**Text extract**
▼▼▼
Three Kings (1999)

reviewed by
Jon Popick


PLANET SICK-BOY: http://www.sick-boy.com

Writer/director David O. Russell's follow-up to his indie hit Flirting With Disaster is a shockingly well-done action flick, centering on four Army soldiers that try to heist gold originally stolen by Saddam Hussein from Kuwait prior to the Gulf War. The film is a politically incorrect blood-bath, which works to cover the giant plot holes that would ruin an ordinary film.

It's March 1991 and the Gulf War has just ended. As Iraqi troops surrender to the mighty American forces, Sergeant Troy Barlow (Mark Wahlberg, The Big Hit) finds a map jammed up the ass of one POW. According to Special Forces Sergeant Major Archie Gates (George Clooney, Out of Sight), it is a secret Iraqi Ass Map that reveals the location of untold Kuwaiti riches seized by Iraq, including several million dollars in gold bouillon. Gates is two weeks away from retirement and looks at the potential score as reward for a career in the military, as well as a good way to avoid his latest detail – a media escort to NBS reporter and 5-time Emmy runner-up Adrianna Cruz (Nora Dunn, Saturday Night Live).
▲▲▲
**Material**
▼▼▼
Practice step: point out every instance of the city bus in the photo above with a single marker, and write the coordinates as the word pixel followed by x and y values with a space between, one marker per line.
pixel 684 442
▲▲▲
**Required actions**
1. Reproduce the part of the Three Kings review that opens with the words containing "Three Kings (1999)" and closes with "an ordinary film.".
2. In the Three Kings review, how far away is Archie Gates from retirement?

**Answers to the problems**
1.
Three Kings (1999)

reviewed by
Jon Popick


PLANET SICK-BOY: http://www.sick-boy.com

Writer/director David O. Russell's follow-up to his indie hit Flirting With Disaster is a shockingly well-done action flick, centering on four Army soldiers that try to heist gold originally stolen by Saddam Hussein from Kuwait prior to the Gulf War. The film is a politically incorrect blood-bath, which works to cover the giant plot holes that would ruin an ordinary film.

2. Two weeks.